# EXERCISE
Among the entries, find each line that includes the string "below" and list it.

=== MATERIAL PROVIDED ===

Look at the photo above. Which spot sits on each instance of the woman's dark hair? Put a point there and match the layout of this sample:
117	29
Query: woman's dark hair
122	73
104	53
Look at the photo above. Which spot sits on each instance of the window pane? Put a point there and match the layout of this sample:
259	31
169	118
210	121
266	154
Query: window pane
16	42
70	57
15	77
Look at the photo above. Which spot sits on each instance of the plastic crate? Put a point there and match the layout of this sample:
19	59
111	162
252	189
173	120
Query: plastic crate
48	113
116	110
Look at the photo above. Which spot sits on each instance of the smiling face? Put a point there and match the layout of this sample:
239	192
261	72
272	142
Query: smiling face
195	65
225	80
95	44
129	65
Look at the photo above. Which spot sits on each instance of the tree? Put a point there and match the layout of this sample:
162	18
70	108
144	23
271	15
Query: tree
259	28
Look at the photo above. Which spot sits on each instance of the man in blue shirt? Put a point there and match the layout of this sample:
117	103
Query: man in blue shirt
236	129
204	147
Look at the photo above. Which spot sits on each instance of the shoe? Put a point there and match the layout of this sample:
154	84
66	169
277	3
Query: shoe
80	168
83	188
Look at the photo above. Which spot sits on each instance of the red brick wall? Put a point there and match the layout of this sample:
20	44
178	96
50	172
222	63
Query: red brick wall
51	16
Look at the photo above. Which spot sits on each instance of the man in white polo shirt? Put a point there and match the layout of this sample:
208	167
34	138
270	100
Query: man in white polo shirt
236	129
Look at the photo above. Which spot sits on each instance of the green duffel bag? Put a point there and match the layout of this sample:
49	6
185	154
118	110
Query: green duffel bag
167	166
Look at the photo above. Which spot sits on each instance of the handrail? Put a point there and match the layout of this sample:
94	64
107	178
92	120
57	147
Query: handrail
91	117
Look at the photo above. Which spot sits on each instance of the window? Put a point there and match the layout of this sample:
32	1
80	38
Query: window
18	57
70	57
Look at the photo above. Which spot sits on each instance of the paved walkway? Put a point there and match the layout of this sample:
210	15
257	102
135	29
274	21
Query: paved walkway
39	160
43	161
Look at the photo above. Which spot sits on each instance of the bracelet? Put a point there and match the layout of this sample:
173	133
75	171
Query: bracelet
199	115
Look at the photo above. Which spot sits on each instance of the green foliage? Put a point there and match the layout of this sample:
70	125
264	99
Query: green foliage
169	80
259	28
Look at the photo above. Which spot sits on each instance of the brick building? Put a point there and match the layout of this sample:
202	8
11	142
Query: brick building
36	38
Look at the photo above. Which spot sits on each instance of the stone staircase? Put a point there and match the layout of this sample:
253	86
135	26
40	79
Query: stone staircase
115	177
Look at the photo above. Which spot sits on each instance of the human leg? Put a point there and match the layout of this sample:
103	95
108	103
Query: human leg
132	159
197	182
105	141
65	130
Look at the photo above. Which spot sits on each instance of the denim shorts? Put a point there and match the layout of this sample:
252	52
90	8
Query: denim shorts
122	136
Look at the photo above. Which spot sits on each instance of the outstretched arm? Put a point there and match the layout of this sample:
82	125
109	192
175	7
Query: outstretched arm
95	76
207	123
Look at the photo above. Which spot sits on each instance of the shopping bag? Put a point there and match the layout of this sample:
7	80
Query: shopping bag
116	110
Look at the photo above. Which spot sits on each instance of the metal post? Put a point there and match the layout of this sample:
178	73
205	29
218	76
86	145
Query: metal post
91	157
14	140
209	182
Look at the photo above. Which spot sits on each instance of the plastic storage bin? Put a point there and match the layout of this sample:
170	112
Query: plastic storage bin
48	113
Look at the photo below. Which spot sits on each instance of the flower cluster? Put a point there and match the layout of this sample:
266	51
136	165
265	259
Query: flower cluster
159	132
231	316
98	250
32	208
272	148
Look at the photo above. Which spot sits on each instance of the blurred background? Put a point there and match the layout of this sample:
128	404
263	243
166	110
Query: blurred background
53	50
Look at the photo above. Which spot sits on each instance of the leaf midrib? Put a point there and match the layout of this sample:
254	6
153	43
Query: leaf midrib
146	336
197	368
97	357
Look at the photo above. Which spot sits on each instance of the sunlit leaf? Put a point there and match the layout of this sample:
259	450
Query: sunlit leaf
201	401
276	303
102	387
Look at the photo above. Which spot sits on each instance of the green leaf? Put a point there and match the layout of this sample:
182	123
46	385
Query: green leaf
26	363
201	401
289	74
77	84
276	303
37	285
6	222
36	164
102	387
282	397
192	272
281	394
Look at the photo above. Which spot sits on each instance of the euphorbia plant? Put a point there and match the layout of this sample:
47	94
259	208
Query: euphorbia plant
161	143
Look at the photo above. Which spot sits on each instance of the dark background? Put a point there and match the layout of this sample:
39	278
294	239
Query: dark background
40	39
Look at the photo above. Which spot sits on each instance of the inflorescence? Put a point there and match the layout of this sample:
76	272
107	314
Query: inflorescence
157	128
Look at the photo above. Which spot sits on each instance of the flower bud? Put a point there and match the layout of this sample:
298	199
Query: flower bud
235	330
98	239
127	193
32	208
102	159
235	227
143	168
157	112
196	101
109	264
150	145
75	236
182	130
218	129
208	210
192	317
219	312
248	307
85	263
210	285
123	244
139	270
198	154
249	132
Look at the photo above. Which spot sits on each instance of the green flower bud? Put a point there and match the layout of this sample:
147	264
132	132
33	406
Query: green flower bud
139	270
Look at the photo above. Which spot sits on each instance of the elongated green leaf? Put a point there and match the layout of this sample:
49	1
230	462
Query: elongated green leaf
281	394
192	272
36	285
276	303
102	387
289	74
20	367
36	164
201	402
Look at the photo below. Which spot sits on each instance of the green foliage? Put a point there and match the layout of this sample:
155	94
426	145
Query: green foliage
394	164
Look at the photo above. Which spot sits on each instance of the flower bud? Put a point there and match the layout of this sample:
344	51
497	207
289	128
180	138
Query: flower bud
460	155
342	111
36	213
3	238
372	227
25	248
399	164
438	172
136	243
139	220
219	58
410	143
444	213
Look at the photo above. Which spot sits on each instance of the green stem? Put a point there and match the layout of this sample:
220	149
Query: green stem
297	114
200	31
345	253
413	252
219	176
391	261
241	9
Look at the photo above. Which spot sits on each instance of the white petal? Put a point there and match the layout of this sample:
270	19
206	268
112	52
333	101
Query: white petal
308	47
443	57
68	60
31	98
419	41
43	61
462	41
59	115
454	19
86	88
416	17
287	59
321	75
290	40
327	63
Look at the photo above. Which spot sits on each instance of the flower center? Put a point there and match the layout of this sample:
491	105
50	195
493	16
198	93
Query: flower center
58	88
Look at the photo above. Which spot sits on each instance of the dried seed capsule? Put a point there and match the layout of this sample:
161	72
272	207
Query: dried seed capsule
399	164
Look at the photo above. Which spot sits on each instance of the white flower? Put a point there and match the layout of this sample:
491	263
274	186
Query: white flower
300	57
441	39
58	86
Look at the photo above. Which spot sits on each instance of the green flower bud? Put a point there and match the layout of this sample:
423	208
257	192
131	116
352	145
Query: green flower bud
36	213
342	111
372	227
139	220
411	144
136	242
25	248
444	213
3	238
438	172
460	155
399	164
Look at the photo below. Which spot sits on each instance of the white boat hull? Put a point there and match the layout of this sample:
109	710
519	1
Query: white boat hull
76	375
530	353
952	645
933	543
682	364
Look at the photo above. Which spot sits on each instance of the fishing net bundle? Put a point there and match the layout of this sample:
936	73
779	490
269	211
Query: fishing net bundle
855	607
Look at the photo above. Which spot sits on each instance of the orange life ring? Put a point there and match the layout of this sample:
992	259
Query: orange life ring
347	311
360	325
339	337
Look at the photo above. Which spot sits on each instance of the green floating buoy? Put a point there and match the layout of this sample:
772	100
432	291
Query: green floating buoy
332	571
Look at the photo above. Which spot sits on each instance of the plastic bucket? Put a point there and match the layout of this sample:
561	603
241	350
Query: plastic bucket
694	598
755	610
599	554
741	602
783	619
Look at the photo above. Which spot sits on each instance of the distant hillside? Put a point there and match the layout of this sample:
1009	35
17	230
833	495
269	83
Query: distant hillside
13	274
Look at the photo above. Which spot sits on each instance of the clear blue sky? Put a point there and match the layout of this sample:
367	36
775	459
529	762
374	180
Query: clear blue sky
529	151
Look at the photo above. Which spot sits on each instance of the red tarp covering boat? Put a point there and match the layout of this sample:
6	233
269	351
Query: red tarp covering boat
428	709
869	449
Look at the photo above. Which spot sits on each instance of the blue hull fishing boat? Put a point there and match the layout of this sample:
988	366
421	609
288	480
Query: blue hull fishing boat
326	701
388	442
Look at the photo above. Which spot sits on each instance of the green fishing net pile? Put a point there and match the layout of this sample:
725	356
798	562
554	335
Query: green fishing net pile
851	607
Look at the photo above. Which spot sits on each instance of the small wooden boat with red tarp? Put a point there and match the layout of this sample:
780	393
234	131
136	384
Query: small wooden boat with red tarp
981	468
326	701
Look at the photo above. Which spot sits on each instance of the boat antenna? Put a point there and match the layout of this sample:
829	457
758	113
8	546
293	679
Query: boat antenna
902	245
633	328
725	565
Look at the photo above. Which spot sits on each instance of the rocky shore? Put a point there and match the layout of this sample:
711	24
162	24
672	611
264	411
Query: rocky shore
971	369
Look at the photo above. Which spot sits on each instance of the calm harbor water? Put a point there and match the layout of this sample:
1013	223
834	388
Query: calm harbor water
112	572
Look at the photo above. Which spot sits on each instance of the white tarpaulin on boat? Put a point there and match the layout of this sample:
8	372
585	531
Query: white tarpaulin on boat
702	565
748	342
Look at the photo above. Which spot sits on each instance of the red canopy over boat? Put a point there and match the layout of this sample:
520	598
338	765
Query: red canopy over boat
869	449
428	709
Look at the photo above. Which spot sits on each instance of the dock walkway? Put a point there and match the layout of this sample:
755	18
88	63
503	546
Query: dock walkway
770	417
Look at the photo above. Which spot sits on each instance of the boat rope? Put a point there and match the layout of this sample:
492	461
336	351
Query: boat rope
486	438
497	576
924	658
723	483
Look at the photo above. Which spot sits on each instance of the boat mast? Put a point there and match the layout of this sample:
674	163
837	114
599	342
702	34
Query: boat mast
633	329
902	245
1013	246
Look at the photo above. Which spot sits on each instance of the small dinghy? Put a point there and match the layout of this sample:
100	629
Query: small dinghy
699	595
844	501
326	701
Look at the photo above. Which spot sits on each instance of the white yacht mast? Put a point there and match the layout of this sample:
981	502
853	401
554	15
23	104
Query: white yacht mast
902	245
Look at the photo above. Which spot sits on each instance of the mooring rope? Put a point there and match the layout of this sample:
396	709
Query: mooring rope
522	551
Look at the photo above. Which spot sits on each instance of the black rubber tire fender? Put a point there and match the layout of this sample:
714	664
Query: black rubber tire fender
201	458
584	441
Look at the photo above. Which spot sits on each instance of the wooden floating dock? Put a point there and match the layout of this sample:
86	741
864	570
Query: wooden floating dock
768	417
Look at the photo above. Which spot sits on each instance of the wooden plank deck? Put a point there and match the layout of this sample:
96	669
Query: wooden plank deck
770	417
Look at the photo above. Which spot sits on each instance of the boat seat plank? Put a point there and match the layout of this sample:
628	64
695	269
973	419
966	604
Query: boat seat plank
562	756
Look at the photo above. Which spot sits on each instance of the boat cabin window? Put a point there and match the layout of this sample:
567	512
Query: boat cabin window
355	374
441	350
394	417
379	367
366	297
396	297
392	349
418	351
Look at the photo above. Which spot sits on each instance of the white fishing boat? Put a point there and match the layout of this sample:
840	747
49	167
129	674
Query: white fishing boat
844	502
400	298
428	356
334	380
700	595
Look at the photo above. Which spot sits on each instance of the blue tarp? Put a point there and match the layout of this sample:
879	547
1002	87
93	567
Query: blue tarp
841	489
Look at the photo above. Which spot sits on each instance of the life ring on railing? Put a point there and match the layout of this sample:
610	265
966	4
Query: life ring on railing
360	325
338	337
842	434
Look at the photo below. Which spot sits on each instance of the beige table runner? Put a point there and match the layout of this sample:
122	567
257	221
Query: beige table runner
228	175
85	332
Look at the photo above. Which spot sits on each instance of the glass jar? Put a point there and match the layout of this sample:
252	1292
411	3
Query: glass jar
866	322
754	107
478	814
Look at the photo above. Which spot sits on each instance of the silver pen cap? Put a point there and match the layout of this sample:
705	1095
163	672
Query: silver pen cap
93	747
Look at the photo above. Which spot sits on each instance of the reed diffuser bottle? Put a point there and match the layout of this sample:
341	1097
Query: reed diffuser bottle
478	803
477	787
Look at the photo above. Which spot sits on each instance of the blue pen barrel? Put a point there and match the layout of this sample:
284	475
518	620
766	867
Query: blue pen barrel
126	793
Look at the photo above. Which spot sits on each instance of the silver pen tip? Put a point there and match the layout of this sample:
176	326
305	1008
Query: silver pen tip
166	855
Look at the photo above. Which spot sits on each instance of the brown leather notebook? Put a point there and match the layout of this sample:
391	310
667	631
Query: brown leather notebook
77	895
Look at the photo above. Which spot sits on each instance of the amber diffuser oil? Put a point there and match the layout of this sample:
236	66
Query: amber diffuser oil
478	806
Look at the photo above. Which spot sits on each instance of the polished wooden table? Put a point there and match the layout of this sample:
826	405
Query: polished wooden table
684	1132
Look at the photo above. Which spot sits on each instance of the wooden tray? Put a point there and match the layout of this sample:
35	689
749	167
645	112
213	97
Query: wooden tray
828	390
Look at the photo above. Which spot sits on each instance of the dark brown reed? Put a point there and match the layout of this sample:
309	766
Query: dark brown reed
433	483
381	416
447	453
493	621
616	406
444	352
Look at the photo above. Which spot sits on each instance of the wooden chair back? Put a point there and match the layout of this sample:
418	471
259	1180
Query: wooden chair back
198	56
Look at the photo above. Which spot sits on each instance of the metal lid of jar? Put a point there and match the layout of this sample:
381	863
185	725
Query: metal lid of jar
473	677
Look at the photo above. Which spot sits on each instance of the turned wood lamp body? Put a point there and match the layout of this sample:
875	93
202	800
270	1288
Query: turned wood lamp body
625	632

===

# RESPONSE TO THIS EXERCISE
Look at the photo below. Which spot sits on each instance of the flower cluster? Put a point there and match the layout of this sample:
Look at the photo below. Which spot sits on each instance of the green foliage? Put a point there and match the layout of this sample:
Look at the photo below. Which spot sits on each instance of the white boat hull? Put a point there and match the layout of this sample:
Look at the photo below. Which spot sits on each instance of the beige table runner? Put a point there and match the layout of this sample:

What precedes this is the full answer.